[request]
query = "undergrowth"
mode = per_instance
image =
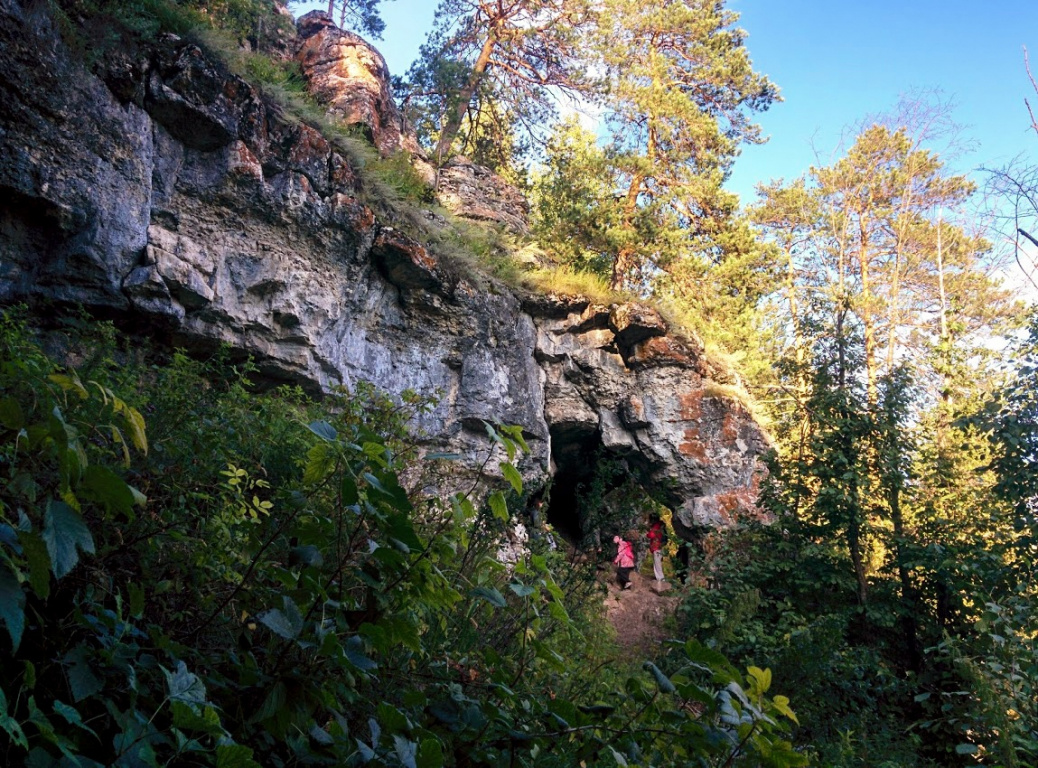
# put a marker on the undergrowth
(196, 573)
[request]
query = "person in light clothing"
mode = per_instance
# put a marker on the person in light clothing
(624, 561)
(657, 535)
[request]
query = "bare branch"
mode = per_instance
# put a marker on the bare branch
(1027, 65)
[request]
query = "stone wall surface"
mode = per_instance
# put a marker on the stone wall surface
(162, 190)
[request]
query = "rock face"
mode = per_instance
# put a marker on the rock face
(477, 193)
(351, 79)
(165, 192)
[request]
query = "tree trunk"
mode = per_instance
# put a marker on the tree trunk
(626, 261)
(449, 132)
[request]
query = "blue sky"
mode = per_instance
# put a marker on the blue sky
(837, 62)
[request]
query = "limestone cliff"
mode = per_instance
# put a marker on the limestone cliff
(162, 190)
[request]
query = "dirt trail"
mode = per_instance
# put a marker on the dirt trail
(640, 614)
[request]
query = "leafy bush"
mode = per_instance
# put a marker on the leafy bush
(250, 582)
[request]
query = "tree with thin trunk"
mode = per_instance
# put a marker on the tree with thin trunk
(681, 91)
(361, 16)
(521, 54)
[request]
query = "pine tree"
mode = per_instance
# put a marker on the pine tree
(360, 15)
(517, 55)
(681, 89)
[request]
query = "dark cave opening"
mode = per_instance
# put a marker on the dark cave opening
(574, 454)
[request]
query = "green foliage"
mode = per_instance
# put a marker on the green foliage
(256, 585)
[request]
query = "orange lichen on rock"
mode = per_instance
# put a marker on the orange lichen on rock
(692, 445)
(691, 405)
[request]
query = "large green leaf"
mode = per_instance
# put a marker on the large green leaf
(82, 681)
(34, 550)
(11, 605)
(104, 487)
(354, 649)
(498, 505)
(287, 623)
(64, 532)
(323, 430)
(491, 595)
(184, 685)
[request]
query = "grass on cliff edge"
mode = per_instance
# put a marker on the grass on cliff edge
(390, 186)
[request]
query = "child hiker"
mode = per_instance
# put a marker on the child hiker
(624, 561)
(657, 536)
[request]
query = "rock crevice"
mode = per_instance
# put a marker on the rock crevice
(167, 191)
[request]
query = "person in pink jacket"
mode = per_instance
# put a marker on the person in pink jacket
(624, 561)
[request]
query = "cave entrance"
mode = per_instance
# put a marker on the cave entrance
(583, 487)
(595, 491)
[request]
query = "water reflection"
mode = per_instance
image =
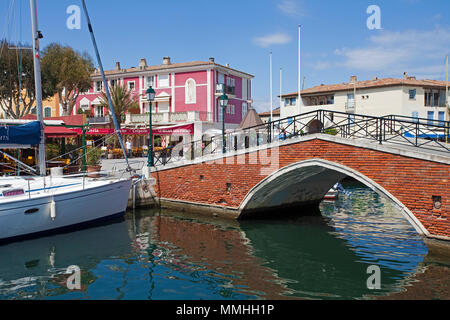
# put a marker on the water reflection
(149, 255)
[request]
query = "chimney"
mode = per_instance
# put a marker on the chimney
(142, 63)
(166, 61)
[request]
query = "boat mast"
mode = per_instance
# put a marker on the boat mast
(37, 79)
(299, 98)
(105, 84)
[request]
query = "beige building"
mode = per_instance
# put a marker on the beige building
(265, 116)
(50, 106)
(377, 97)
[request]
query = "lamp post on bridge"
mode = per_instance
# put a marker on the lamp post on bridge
(150, 97)
(223, 105)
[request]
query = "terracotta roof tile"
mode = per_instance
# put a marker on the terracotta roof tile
(367, 84)
(166, 67)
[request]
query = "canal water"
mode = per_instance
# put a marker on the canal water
(162, 255)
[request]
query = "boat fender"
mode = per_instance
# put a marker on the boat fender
(53, 209)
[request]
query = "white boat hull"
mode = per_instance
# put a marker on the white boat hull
(29, 216)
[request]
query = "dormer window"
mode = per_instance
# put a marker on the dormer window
(98, 86)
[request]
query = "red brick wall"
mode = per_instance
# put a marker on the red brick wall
(412, 181)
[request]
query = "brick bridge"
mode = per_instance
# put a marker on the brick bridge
(298, 166)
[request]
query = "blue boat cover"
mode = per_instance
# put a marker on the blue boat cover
(27, 134)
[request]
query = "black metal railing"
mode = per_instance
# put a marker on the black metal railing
(391, 130)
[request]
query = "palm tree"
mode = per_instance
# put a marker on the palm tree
(122, 99)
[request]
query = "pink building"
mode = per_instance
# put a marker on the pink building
(185, 92)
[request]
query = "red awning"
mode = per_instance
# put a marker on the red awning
(186, 129)
(59, 132)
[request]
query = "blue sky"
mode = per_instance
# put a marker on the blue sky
(336, 43)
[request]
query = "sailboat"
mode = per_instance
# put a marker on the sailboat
(33, 205)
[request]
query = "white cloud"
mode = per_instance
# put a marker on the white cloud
(272, 39)
(290, 8)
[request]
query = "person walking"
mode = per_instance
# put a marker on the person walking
(129, 148)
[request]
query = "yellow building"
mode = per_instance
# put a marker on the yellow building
(50, 107)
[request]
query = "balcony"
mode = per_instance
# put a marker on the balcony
(99, 120)
(169, 117)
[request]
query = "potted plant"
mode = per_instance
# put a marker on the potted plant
(93, 157)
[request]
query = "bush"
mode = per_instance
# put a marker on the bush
(331, 131)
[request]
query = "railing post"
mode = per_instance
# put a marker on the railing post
(417, 134)
(381, 131)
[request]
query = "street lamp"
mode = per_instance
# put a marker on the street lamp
(150, 97)
(223, 105)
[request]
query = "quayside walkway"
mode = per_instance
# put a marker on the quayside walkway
(295, 161)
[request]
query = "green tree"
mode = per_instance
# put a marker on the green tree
(122, 99)
(67, 73)
(17, 87)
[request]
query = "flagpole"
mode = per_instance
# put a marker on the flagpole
(299, 71)
(281, 87)
(446, 98)
(271, 89)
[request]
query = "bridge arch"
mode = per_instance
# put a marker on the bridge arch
(307, 182)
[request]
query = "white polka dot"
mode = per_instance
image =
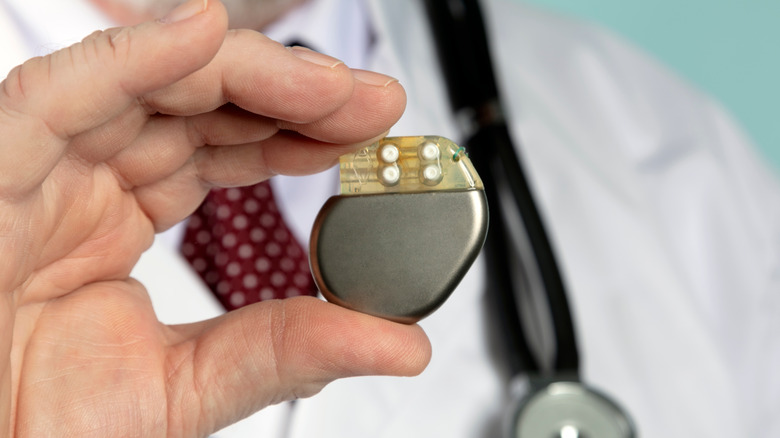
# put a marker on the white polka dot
(229, 240)
(233, 194)
(281, 235)
(262, 264)
(223, 287)
(266, 293)
(195, 222)
(273, 249)
(251, 206)
(211, 277)
(233, 269)
(245, 251)
(240, 222)
(250, 281)
(301, 280)
(278, 279)
(287, 264)
(199, 265)
(257, 235)
(203, 237)
(261, 191)
(237, 299)
(223, 212)
(293, 250)
(267, 220)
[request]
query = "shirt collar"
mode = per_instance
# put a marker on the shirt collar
(339, 28)
(48, 25)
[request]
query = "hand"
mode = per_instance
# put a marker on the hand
(122, 135)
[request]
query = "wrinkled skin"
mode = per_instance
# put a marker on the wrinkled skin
(120, 136)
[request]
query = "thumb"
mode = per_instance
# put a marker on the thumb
(280, 350)
(89, 83)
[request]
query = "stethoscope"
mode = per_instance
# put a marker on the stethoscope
(526, 293)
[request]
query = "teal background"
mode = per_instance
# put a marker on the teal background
(729, 48)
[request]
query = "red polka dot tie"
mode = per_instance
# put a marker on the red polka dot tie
(239, 244)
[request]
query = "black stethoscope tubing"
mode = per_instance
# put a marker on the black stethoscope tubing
(460, 37)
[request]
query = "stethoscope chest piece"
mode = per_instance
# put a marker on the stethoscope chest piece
(567, 410)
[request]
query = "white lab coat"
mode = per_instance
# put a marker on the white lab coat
(666, 226)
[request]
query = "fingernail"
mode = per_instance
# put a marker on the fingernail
^^^^
**Challenge**
Repeat the material above in full and exactly, omitting the pictures.

**The result**
[request]
query = "undergrowth"
mode = per_instance
image =
# put a marker on the undergrowth
(196, 573)
[request]
query = "person in light clothing"
mode = per_instance
# put a marker on the person in light clothing
(624, 561)
(657, 535)
[request]
query = "bare branch"
mode = per_instance
# put a marker on the bare branch
(1027, 65)
[request]
query = "stone wall surface"
mode = per_instance
# put a marker on the stone wall surface
(162, 190)
[request]
query = "rock face"
mode = per_instance
# put a marker on the rock face
(477, 193)
(351, 79)
(165, 192)
[request]
query = "tree trunk"
mode = per_instance
# put a marker on the tree trunk
(626, 261)
(449, 132)
[request]
query = "blue sky"
mode = per_instance
# put a marker on the blue sky
(837, 62)
[request]
query = "limestone cliff"
mode = per_instance
# put a marker on the limestone cliff
(162, 190)
[request]
query = "dirt trail"
mode = per_instance
# put a marker on the dirt trail
(640, 614)
[request]
query = "leafy bush"
mode = per_instance
# put a marker on the leafy bush
(250, 582)
[request]
query = "tree with thin trunk"
mode = per_instance
# put a marker on the tree with thin trunk
(681, 91)
(361, 16)
(521, 54)
[request]
query = "pine tree"
mode = per_instance
# put a marker on the pine tree
(360, 15)
(517, 55)
(681, 89)
[request]
query = "dark cave opening"
mode = per_instance
# put a marker on the dark cave opening
(574, 454)
[request]
query = "green foliage"
mode = per_instance
# put a marker on the green foliage
(256, 585)
[request]
query = "orange lichen on rock"
mode = per_instance
# put a marker on the orange lichen on rock
(692, 445)
(691, 405)
[request]
query = "large green leaf"
mode = per_instance
# put a marker on the large green leaf
(82, 681)
(34, 550)
(11, 605)
(104, 487)
(354, 649)
(498, 505)
(287, 623)
(64, 532)
(323, 430)
(491, 595)
(184, 685)
[request]
query = "grass on cliff edge"
mode = per_instance
# put a marker on the grass on cliff edge
(390, 186)
[request]
query = "child hiker"
mode = per_instance
# put a marker on the child hiker
(624, 561)
(657, 536)
[request]
query = "rock crevice"
mode = per_instance
# put a marker on the rock crevice
(167, 191)
[request]
query = "person in pink jacket"
mode = per_instance
# put a marker on the person in pink jacket
(624, 561)
[request]
query = "cave entrance"
mode = per_instance
# put a marker on the cave entrance
(583, 487)
(595, 491)
[request]
query = "water reflection"
mode = per_instance
image =
# put a marker on the water reflection
(149, 255)
[request]
query = "chimney"
mode = per_instance
# put a marker on the chimney
(142, 63)
(166, 61)
[request]
query = "boat mast"
mode = per_instance
# put a marker on the boat mast
(37, 79)
(299, 98)
(105, 84)
[request]
query = "beige building"
mode = per_instance
# put a marker on the beige building
(265, 116)
(50, 106)
(377, 97)
[request]
query = "lamp post on bridge"
mode = per_instance
# put a marker on the lamp post on bridge
(150, 97)
(223, 105)
[request]
query = "terracotta roof tile"
mode = per_instance
# put a marker on the terracotta roof tile
(367, 84)
(166, 67)
[request]
query = "canal water"
mode = per_instance
# put a marker on the canal water
(162, 255)
[request]
query = "boat fender"
mode = per_instance
# put a marker on the boat fender
(53, 209)
[request]
query = "white boat hull"
mode = per_instance
# put a marker on the white boat hull
(29, 216)
[request]
query = "dormer window"
mode = per_instance
# put a marker on the dormer window
(98, 86)
[request]
query = "red brick wall"
mode = per_instance
# put a marker on the red brick wall
(412, 181)
[request]
query = "brick bridge"
mode = per_instance
# put a marker on the brick bridge
(298, 166)
[request]
query = "blue boat cover"
mode = per_instance
# put a marker on the blue boat cover
(27, 134)
[request]
query = "black metal railing"
mode = per_instance
# put a marker on the black metal railing
(391, 130)
[request]
query = "palm tree"
mode = per_instance
# put a marker on the palm tree
(122, 99)
[request]
query = "pink building"
mode = per_instance
# put a marker on the pink building
(185, 92)
[request]
query = "red awning"
mode = per_instance
# put a marker on the red awning
(186, 129)
(59, 132)
[request]
query = "blue sky"
mode = per_instance
# put a marker on the blue sky
(336, 43)
[request]
query = "sailboat"
mode = per_instance
# put a marker on the sailboat
(33, 205)
[request]
query = "white cloud"
mode = per_instance
# put a marker on the white cloud
(272, 39)
(290, 8)
[request]
query = "person walking"
mode = per_instance
# put a marker on the person walking
(129, 148)
[request]
query = "yellow building"
mode = per_instance
# put a marker on the yellow building
(50, 107)
[request]
query = "balcony"
mode = per_instance
# put a marker on the balcony
(99, 120)
(169, 117)
[request]
query = "potted plant"
mode = per_instance
# put a marker on the potted plant
(93, 157)
[request]
query = "bush"
mode = per_instance
# put a marker on the bush
(331, 131)
[request]
query = "railing post"
mode = per_instance
# put a marker on the railing post
(417, 134)
(381, 131)
[request]
query = "street lamp"
mode = per_instance
# put a marker on the street lamp
(150, 97)
(223, 105)
[request]
query = "quayside walkway"
mode = per_instance
# put a marker on the quayside walkway
(295, 161)
[request]
query = "green tree"
mode = per_instance
# put a marker on the green tree
(122, 99)
(67, 73)
(17, 87)
[request]
query = "flagpole"
mode = per_instance
# put a marker on the flagpole
(299, 71)
(281, 87)
(446, 98)
(271, 89)
[request]
query = "bridge arch"
mode = per_instance
# put a marker on the bridge arch
(307, 182)
[request]
query = "white polka dot"
mode = per_instance
image =
# put a marker on the white polka dot
(229, 240)
(233, 194)
(281, 235)
(262, 264)
(223, 287)
(266, 293)
(195, 222)
(273, 249)
(251, 206)
(211, 277)
(233, 269)
(245, 251)
(240, 222)
(250, 281)
(301, 280)
(278, 279)
(287, 264)
(199, 265)
(257, 235)
(203, 237)
(261, 191)
(237, 299)
(223, 212)
(293, 250)
(267, 220)
[request]
query = "shirt collar"
mode = per_instance
# put a marker on the shirt collar
(339, 28)
(48, 25)
[request]
query = "hand"
mode = per_instance
# put a marker on the hand
(122, 135)
[request]
query = "wrinkled skin"
mode = per_instance
# put a marker on the wrinkled skin
(120, 136)
[request]
query = "thumb"
mode = per_instance
# put a marker on the thumb
(280, 350)
(89, 83)
[request]
query = "stethoscope"
mode = per_instance
# put a marker on the stethoscope
(526, 293)
[request]
query = "teal background"
mode = per_instance
# put a marker on the teal background
(729, 48)
[request]
query = "red polka dot tie"
mode = per_instance
# put a marker on the red polka dot tie
(239, 244)
[request]
query = "black stethoscope tubing"
mode = per_instance
# put a marker on the black stethoscope tubing
(460, 37)
[request]
query = "stethoscope chest piece"
mode = per_instance
# put a marker on the stethoscope chest piece
(567, 410)
[request]
query = "white lab coat"
mode = per_instance
# put a marker on the white lab coat
(666, 226)
[request]
query = "fingernail"
mode = per_instance
# put a marker on the fingernail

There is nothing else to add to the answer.